═════ Reading passage

Research Article: Elevated levels of eEF1A2 protein expression in triple negative breast cancer relate with poor prognosis

Date Published: June 20, 2019

Publisher: Public Library of Science

Author(s): Fabiola Giudici, Elisabetta Petracci, Oriana Nanni, Cristina Bottin, Maurizio Pinamonti, Fabrizio Zanconati, Bruna Scaggiante, Aamir Ahmad.

http://doi.org/10.1371/journal.pone.0218030

Abstract

Eukaryotic elongation factor 1 alpha 2 (eEF1A2) is a translation factor selectively expressed by heart, skeletal muscle, nervous system and some specialized cells. Its ectopic expression relates with tumorigenesis in several types of human cancer. No data are available about the role of eEF1A2 in Triple Negative Breast Cancers (TNBC). This study investigated the relation between eEF1A2 protein levels and the prognosis of TNBC. A total of 84 TNBC diagnosed in the period 2002–2011 were included in the study. eEF1A2 protein level was measured in formalin-fixed paraffin-embedded tissues by immunohistochemistry in a semi-quantitative manner (sum of the percentage of positive cells x staining intensity) on a scale from 0 to 300. Cox regression assessed the association between eEF1A2 levels and disease-free survival (DFS) and breast cancer-specific survival (BCSS). Elevated values of eEF1A2 were associated with older age at diagnosis (p = 0.003), and androgen receptors positivity (p = 0.002). At univariate Cox analysis, eEF1A2 levels were not significantly associated with DFS and BCSS (p = 0.11 and p = 0.08, respectively) whereas adjusting for stage of disease, elevated levels of eEF1A2 protein resulted associated with poor prognosis (HR = 1.05, 95% CI: 1.01–1.11, p = 0.04 and HR = 1.07, 95% CI: 1.01–1.14, p = 0.03 for DFS and BCSS, respectively). This trend was confirmed analyzing negative versus positive samples by using categorized scores. Our data showed a negative prognostic role of eEF1A2 protein in TNBC, sustaining further investigations to confirm this result by wider and independent cohorts of patients.

══════════
═════ Information supplied

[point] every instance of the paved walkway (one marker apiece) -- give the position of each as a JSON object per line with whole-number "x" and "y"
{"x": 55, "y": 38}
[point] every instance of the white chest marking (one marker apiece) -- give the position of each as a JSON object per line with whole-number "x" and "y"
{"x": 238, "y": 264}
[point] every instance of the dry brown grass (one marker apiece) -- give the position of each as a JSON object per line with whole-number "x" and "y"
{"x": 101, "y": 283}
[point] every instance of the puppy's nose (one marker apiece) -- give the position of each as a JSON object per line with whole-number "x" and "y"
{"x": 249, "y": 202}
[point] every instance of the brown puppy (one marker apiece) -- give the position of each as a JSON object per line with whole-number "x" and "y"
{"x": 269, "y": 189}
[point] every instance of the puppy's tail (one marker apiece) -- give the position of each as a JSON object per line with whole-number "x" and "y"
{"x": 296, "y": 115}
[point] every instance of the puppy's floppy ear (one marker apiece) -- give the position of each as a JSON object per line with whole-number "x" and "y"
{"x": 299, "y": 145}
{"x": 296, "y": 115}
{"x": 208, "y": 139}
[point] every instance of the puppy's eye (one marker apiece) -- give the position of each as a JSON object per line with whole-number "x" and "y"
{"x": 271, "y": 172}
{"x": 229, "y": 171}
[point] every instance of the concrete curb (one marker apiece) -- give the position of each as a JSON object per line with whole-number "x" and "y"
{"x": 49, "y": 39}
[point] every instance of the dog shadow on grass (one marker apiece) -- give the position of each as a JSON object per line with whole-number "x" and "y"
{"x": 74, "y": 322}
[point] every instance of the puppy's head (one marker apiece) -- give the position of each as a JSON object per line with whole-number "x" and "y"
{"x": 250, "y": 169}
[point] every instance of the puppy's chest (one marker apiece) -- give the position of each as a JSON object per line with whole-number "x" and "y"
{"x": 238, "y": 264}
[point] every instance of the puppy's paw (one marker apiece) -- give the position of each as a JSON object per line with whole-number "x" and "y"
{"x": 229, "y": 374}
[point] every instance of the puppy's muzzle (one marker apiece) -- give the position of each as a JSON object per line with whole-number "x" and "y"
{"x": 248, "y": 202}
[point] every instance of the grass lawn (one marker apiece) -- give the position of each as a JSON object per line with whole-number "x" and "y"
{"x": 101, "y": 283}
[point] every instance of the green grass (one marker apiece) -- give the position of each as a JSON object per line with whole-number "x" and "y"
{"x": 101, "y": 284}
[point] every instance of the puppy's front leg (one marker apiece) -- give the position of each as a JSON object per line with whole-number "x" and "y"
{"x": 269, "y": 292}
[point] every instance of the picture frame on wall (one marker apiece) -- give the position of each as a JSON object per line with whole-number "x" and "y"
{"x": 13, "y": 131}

══════════

Required action 1: List every author named in the eEF1A2 breast cancer article.
Required action 2: Write the next part of the eEF1A2 breast cancer article, picking up right after the final sentence of its abstract.
The saved data entries are separate material and are not part of the eEF1A2 article.

Exercise answer 1: Fabiola Giudici, Elisabetta Petracci, Oriana Nanni, Cristina Bottin, Maurizio Pinamonti, Fabrizio Zanconati, Bruna Scaggiante, Aamir Ahmad

Exercise answer 2:
Partial Text

Breast cancer is the most common cancer in women, and the second most frequent cause of cancer-related deaths in women worldwide [1,2]. Prognostic factors include histological features (histological type, histological grade, lymphovascular invasion), tumor size, lymph node status, steroid hormone receptors status and age [3–5]. Molecular stratification based on gene expression profiling revealed that breast cancers could be classified in the so-called intrinsic subtypes-Luminal A, Luminal B, HER2-enriched, basal-like, and normal-like- [6], which correlate with the efficacy of chemotherapy and life expectancy [7].The St. Gallen International Expert Consensus proposed a method for classifying breast cancer into 4 subtypes using immunostaining: Luminal A, Luminal B, Human Epidermal growth factor Receptor 2 (HER2) positive and triple negative- type breast cancer (TNBC) [8]. Approximately 15–20% of all breast cancers are triple-negative breast cancer (TNBC) due to the lack of expression of three proteins: estrogen receptor (ER), progesterone receptor (PR), and HER2 [9].

TNBC is a heterogeneous disease, highly variable with respect to its biology and etiology and more likely to be poorly differentiated; these cancers often display an aggressive clinical course [52]. Moreover, due to the lack of specific cellular receptors in cancer cells, targeted therapies have not been established, and, as a result, TNBC mortality remains high [11,52]. Many studies documented a high rate of recurrence among TNBC patients [53,54]. In our TNBC cohort we found a distant recurrence rate of 36.90%, in agreement with literature data [53]. The risk of distant recurrences appeared to be high in the first 1–4 years after diagnosis and treatment [54,55]: our findings confirmed this, as more than 70% of the recurrences occurred within 4 years, with a peak during the 1 year. In our TNBC cohort, on univariate analysis, tumor size, nodal status and stage were associated with DFS and BCSS, in agreement with a recent study [56,57]. Moreover, we found that women with a conservative surgery exhibited an improved BCSS in comparison to patients treated with mastectomy (univariate analysis) as recently shown by other authors [14,57].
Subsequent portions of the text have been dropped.